How to complete this task
Look for the line that has "box: [499, 139, 565, 229]" in the material below; please repeat it and every line after it, exactly, up to and including the line that has "208L528 239L563 219L573", and nothing else.

Records supplied
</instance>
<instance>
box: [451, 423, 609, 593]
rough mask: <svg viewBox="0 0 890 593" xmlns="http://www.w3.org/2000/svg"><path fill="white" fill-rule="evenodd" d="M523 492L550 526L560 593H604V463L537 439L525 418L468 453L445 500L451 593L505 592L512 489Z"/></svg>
---
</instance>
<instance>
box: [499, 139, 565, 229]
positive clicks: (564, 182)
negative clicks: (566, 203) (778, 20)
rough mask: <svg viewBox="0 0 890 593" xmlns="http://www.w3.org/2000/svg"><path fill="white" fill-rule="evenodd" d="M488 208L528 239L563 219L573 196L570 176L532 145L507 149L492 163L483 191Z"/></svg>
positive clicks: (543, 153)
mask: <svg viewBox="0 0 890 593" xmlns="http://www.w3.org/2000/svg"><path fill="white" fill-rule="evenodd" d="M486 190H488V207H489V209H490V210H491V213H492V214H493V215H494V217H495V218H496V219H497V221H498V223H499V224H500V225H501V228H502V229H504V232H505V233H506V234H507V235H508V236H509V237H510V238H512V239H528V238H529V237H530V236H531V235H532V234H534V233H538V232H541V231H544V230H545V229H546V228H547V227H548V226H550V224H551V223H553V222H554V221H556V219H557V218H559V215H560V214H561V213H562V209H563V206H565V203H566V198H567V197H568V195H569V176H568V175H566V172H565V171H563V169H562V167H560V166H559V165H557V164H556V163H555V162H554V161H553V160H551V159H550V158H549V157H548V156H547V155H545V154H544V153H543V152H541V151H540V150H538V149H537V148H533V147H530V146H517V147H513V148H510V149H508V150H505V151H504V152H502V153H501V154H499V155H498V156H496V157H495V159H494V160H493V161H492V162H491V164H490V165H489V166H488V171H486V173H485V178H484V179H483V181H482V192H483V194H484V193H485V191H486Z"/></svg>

Problem solution
box: [499, 139, 565, 229]
positive clicks: (564, 182)
negative clicks: (566, 203) (778, 20)
rough mask: <svg viewBox="0 0 890 593" xmlns="http://www.w3.org/2000/svg"><path fill="white" fill-rule="evenodd" d="M488 208L528 239L563 219L573 196L570 176L532 145L507 149L492 163L483 191Z"/></svg>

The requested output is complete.